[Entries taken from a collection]
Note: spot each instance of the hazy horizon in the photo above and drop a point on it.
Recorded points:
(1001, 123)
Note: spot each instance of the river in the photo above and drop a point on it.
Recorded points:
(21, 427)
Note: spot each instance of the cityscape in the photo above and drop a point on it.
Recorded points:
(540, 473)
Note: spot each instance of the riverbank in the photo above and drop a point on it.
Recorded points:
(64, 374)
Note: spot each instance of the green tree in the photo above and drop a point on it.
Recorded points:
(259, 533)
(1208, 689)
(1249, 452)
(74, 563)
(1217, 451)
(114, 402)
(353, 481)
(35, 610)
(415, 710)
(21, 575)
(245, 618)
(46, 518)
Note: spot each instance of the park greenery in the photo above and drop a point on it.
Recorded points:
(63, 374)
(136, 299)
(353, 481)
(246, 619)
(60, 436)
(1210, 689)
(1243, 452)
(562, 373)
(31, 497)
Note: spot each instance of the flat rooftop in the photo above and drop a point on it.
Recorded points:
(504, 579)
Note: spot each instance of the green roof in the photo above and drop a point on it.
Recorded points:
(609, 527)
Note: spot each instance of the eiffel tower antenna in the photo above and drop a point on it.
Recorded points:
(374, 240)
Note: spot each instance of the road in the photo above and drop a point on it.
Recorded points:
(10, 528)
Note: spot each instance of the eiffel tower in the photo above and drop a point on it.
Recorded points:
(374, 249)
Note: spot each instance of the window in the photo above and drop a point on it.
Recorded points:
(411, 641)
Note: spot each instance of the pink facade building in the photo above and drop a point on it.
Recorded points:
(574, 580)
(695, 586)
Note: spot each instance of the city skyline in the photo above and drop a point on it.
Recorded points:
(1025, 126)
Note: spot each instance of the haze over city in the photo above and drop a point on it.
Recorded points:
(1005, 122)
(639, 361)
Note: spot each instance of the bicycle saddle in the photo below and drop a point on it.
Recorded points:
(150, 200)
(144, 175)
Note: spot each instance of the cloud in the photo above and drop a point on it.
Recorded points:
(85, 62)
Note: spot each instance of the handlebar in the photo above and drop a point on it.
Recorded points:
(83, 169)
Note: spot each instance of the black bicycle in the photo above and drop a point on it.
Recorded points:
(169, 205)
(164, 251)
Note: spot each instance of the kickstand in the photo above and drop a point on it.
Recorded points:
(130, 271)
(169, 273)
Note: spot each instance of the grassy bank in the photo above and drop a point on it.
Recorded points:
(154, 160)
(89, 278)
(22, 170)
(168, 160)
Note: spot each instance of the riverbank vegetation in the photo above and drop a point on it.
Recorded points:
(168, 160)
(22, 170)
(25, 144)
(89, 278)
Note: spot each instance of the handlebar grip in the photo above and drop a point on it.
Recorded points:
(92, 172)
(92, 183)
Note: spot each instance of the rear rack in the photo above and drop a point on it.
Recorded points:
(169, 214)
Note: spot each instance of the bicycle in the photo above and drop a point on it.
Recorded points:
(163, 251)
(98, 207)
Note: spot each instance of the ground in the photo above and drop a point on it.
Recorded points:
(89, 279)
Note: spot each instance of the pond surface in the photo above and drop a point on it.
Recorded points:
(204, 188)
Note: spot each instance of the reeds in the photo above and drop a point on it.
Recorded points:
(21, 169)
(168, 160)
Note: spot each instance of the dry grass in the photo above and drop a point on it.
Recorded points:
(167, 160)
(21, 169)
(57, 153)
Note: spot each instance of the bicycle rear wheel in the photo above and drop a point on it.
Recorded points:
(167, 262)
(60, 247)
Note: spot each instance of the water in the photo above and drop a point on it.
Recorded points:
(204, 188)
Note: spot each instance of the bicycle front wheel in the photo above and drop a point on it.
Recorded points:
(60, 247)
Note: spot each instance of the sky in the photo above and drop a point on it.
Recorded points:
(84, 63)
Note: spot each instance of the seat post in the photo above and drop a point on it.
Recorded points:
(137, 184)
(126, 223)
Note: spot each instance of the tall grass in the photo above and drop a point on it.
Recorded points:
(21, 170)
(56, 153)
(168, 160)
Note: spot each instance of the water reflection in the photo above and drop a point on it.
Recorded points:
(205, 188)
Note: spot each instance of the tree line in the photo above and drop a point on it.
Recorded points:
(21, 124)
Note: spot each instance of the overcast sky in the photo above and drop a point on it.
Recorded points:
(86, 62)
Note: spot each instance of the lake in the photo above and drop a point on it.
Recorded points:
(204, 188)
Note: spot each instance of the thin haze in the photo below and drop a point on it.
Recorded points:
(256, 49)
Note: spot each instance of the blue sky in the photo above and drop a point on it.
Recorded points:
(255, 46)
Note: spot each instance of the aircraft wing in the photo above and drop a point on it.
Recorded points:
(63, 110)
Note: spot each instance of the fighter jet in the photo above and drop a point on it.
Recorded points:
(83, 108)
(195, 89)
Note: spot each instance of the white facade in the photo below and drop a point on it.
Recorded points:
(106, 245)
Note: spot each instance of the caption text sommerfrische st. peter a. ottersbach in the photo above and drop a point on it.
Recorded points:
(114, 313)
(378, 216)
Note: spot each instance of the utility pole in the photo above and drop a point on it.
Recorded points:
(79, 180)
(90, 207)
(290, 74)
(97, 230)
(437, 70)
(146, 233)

- **TASK OBJECTIVE**: Line by line, reproduce the data above exactly.

- **ANSWER SPACE**:
Note: spot each instance of the hazy horizon in the photo above and drop a point on it.
Recorded points:
(1001, 123)
Note: spot each instance of the river in the photo above and drop a point on it.
Recorded points:
(21, 427)
Note: spot each instance of the cityscape in the photo above and drop a point on it.
Recorded points:
(540, 473)
Note: spot each instance of the riverbank in the photo above and drop a point on it.
Recorded points:
(64, 374)
Note: spot each instance of the green tree in the photo above and drop a point on it.
Recorded points:
(259, 533)
(1208, 689)
(1249, 452)
(74, 563)
(1217, 451)
(114, 402)
(353, 481)
(35, 610)
(415, 710)
(21, 575)
(245, 618)
(46, 518)
Note: spot each instance of the park greenery in the photo above and drop a point on it.
Recorded points:
(63, 374)
(136, 299)
(353, 481)
(246, 619)
(60, 436)
(1210, 689)
(1243, 452)
(562, 373)
(31, 497)
Note: spot each instance of the flat rooftop in the photo above and drop a point on it.
Recorded points:
(504, 579)
Note: spot each instance of the green roof in the photo above and drop a point on it.
Recorded points:
(609, 527)
Note: spot each instance of the eiffel tower antenna in the photo above and drop a point on it.
Recorded points:
(374, 240)
Note: spot each instance of the road in the photo above and drop a point on it.
Recorded points:
(10, 528)
Note: spot each instance of the eiffel tower in the photo above and drop a point on it.
Recorded points:
(374, 249)
Note: spot each instance of the window in the photo above and drop a point on it.
Recorded points:
(411, 641)
Note: spot each instance of the pink facade building in the photo above and drop a point on it.
Recorded points:
(574, 580)
(695, 586)
Note: spot each instance of the city skyline in the photo above and drop a point on it.
Recorded points:
(1025, 126)
Note: spot each instance of the haze over city in the photo above and drop a point on it.
Recorded points:
(1005, 122)
(639, 361)
Note: spot each instance of the bicycle saddle in the photo below and drop a point on it.
Recorded points:
(150, 200)
(144, 175)
Note: spot each instance of the cloud in the photo above and drop a point on it.
Recorded points:
(85, 62)
Note: spot each instance of the handlebar in the photo above and drop a point on it.
Recorded points:
(83, 169)
Note: spot each instance of the black bicycle in the photo above and drop a point on it.
Recorded points:
(169, 205)
(164, 251)
Note: spot each instance of the kickstand in the photo above and drop a point on it.
Recorded points:
(130, 271)
(169, 273)
Note: spot each instance of the grassy bank in the photo above and drop a point on it.
Recorded points:
(154, 160)
(89, 278)
(22, 170)
(168, 160)
Note: spot each instance of the riverbank vegetation in the photo above and drop a point on it.
Recorded points:
(168, 160)
(22, 170)
(25, 144)
(89, 278)
Note: spot each instance of the handlebar grip in the photo above and drop a point on it.
Recorded points:
(92, 172)
(92, 183)
Note: spot each instance of the rear rack in the photo above and drop a point on it.
Recorded points:
(169, 214)
Note: spot each instance of the bicycle in the photo above and drop a point on it.
Recorded points:
(163, 251)
(98, 207)
Note: spot each instance of the ground in the photo above and drop a point on it.
Recorded points:
(89, 279)
Note: spot each instance of the pond surface in the photo above and drop a point on it.
Recorded points:
(204, 188)
Note: spot each instance of the reeds in the photo above and drop a point on it.
Recorded points:
(21, 169)
(168, 160)
Note: spot each instance of the dry grass in the photo above and drop a point on it.
Recorded points:
(167, 160)
(21, 169)
(57, 153)
Note: spot each instance of the bicycle rear wheel in the photo above and drop a point on it.
Recorded points:
(167, 262)
(60, 247)
Note: spot each instance of the water in the photo above and drop a point on it.
Recorded points:
(204, 188)
Note: spot each instance of the bicycle front wheel in the photo above and drop a point on it.
Recorded points:
(60, 247)
Note: spot each instance of the sky in the photo above and drop a point on it.
Recorded points:
(84, 63)
Note: spot each instance of the seat post in the photo above and drop a point on it.
Recorded points:
(137, 184)
(126, 223)
Note: spot each instance of the tall grass in the photo above and drop a point on it.
Recorded points:
(21, 170)
(56, 153)
(168, 160)
Note: spot each instance of the water reflection in the photo above and drop a point on it.
Recorded points:
(205, 188)
Note: spot each instance of the tree line in the photo above and drop a point on it.
Recorded points:
(21, 124)
Note: spot each instance of the overcast sky in the photo above and drop a point on it.
Recorded points:
(86, 62)
Note: spot each instance of the lake in the photo above and drop a point on it.
Recorded points:
(204, 188)
Note: spot each instance of the thin haze in the photo below and drop a point on it.
Recorded points:
(256, 49)
Note: spot each instance of the blue sky in the photo above and drop a point on it.
Recorded points:
(255, 46)
Note: spot each instance of the aircraft wing in the photo above and drop a point on it.
Recorded points:
(63, 110)
Note: spot each instance of the fighter jet in the photo above and drop a point on it.
Recorded points:
(83, 108)
(195, 89)
Note: spot each instance of the white facade in the photo below and drop a point on it.
Recorded points:
(106, 245)
Note: spot each instance of the caption text sommerfrische st. peter a. ottersbach in the photo above and drop a point on it.
Recorded points:
(114, 313)
(378, 216)
Note: spot each instance of the utility pole in the photo above and drop a point on it.
Recorded points:
(79, 180)
(90, 207)
(290, 74)
(97, 230)
(437, 70)
(146, 233)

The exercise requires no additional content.